Records for the task Start Marker

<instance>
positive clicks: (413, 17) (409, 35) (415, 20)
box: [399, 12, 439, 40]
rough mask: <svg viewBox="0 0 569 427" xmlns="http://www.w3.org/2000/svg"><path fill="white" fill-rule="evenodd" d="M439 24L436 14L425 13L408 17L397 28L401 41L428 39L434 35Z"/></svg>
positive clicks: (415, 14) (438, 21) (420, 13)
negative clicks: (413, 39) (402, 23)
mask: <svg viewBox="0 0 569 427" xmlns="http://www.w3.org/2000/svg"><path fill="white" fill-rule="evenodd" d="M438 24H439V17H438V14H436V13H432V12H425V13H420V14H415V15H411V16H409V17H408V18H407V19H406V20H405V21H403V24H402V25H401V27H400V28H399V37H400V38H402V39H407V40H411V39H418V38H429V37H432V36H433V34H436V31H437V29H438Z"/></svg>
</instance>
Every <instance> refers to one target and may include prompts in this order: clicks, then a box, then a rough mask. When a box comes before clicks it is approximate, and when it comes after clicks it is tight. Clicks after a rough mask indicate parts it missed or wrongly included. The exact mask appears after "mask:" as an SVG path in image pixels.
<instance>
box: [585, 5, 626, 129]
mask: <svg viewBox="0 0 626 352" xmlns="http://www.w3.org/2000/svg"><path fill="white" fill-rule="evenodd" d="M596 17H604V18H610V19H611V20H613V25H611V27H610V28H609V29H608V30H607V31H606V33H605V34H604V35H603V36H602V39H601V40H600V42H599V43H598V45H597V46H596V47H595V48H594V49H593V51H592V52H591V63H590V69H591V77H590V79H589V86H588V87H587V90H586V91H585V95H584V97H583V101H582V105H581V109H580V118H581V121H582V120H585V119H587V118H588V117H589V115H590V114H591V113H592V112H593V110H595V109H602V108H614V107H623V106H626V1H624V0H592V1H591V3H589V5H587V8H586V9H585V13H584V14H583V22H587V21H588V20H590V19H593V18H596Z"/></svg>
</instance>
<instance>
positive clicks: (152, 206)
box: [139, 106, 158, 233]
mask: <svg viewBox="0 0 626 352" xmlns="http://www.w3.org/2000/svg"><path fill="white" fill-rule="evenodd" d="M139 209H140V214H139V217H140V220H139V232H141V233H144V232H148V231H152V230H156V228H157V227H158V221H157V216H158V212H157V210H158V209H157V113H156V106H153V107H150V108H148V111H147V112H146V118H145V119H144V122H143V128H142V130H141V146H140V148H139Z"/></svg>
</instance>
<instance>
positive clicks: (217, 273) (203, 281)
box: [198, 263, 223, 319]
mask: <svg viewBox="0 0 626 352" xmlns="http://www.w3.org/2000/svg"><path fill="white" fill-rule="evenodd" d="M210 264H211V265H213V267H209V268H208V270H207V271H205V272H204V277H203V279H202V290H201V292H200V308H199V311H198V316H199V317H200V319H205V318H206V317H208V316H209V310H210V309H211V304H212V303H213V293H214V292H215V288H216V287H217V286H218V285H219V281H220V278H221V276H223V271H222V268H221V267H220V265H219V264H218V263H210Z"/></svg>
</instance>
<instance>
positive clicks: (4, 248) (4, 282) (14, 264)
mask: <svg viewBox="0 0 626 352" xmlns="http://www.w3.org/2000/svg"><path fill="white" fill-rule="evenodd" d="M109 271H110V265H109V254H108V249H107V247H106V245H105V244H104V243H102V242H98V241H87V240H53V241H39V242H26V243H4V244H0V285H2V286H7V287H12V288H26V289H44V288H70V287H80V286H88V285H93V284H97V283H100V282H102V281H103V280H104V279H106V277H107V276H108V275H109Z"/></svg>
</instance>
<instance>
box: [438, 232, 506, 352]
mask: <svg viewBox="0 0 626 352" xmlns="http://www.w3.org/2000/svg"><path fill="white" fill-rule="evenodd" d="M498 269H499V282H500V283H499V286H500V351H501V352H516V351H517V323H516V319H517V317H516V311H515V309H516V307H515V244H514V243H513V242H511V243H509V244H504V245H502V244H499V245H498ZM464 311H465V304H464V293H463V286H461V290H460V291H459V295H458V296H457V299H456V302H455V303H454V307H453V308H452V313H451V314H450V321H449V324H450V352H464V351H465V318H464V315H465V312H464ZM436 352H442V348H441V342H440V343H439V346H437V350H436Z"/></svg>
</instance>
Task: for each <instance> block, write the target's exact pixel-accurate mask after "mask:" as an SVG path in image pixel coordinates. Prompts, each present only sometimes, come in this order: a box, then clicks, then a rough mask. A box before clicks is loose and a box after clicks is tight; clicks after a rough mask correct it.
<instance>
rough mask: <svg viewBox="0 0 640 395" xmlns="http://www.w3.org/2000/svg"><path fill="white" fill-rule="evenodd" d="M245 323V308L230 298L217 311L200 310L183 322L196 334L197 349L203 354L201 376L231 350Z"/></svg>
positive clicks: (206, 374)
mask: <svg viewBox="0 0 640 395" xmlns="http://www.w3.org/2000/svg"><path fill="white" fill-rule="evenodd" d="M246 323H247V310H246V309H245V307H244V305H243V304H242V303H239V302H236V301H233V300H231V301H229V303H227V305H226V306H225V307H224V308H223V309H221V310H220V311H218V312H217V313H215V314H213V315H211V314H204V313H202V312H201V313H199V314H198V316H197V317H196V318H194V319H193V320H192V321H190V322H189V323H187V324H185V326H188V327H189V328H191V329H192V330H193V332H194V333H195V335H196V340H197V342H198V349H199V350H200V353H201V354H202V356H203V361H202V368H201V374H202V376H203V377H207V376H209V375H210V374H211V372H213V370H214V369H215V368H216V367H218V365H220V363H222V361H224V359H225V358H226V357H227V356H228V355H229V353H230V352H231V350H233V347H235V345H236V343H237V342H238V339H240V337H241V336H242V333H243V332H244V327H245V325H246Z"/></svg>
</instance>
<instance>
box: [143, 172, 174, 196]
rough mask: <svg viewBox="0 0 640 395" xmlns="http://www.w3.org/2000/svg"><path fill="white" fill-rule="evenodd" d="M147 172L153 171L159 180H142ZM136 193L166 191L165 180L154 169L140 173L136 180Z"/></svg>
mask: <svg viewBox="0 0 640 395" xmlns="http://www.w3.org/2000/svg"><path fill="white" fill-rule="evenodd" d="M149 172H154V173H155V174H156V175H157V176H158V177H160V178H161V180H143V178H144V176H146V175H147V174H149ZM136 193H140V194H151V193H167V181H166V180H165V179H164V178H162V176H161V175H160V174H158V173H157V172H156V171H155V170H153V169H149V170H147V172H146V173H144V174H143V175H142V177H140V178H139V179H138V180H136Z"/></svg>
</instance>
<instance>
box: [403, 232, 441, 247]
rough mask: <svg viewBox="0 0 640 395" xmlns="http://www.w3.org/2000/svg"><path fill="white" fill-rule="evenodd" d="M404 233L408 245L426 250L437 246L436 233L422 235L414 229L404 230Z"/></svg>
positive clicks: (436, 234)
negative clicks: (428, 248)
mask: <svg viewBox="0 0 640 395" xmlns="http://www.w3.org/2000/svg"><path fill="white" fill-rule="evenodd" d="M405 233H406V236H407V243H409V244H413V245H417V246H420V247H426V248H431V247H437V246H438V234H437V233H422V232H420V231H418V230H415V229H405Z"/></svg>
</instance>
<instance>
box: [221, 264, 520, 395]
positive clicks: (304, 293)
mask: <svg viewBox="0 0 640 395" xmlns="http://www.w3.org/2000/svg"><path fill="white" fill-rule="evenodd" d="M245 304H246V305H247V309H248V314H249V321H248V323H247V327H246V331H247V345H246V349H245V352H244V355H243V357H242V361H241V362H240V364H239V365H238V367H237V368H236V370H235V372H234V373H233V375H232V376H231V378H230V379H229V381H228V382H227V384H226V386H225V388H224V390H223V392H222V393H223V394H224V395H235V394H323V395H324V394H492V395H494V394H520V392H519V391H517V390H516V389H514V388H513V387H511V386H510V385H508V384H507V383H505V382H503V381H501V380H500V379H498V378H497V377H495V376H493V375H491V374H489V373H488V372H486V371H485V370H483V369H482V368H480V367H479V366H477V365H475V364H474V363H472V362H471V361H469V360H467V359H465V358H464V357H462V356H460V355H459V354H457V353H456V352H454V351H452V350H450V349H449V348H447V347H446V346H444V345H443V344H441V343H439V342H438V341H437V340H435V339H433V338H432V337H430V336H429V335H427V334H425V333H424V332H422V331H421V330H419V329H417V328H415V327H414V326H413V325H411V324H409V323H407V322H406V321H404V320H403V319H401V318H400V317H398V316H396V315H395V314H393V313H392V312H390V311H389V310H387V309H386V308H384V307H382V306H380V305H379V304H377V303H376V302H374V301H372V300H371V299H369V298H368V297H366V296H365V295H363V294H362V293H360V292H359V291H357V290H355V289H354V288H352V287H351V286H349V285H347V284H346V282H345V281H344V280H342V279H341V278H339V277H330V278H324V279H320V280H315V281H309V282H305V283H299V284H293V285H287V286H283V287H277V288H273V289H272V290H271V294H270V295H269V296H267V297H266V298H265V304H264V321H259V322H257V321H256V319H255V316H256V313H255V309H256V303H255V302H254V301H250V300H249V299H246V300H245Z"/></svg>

Records for the task End Marker

◆ **Work task**
From the listing above, repeat exactly the lines starting at the line that includes "Every <instance> refers" and ending at the line that includes "positive clicks: (217, 273) (203, 281)", with nothing outside that span.

◆ **Response**
Every <instance> refers to one target and may include prompts in this order: clicks, then a box, then a rough mask. When a box comes before clicks it is approximate, and when it comes after clicks it is tight. Clicks after a rough mask indicate parts it missed or wrongly included. The exact mask appears after "mask:" as an SVG path in image pixels.
<instance>
box: [585, 5, 626, 129]
mask: <svg viewBox="0 0 626 352" xmlns="http://www.w3.org/2000/svg"><path fill="white" fill-rule="evenodd" d="M596 17H604V18H610V19H611V20H613V25H611V27H610V28H609V29H608V30H607V31H606V33H605V34H604V35H603V36H602V39H601V40H600V42H599V43H598V45H597V46H596V47H595V48H594V49H593V51H592V52H591V63H590V69H591V77H590V79H589V86H588V87H587V90H586V91H585V95H584V97H583V101H582V105H581V109H580V118H581V121H582V120H585V119H587V118H588V117H589V115H590V114H591V113H592V112H593V110H595V109H602V108H614V107H623V106H626V1H624V0H592V1H591V3H589V5H587V8H586V9H585V13H584V14H583V22H587V21H588V20H590V19H593V18H596Z"/></svg>
</instance>
<instance>
positive clicks: (152, 206)
box: [139, 106, 158, 233]
mask: <svg viewBox="0 0 626 352" xmlns="http://www.w3.org/2000/svg"><path fill="white" fill-rule="evenodd" d="M139 209H140V214H139V217H140V220H139V232H141V233H144V232H148V231H152V230H156V228H157V227H158V221H157V216H158V212H157V210H158V209H157V113H156V106H153V107H150V108H148V111H147V112H146V118H145V119H144V122H143V128H142V130H141V146H140V148H139Z"/></svg>
</instance>
<instance>
positive clicks: (217, 273) (203, 281)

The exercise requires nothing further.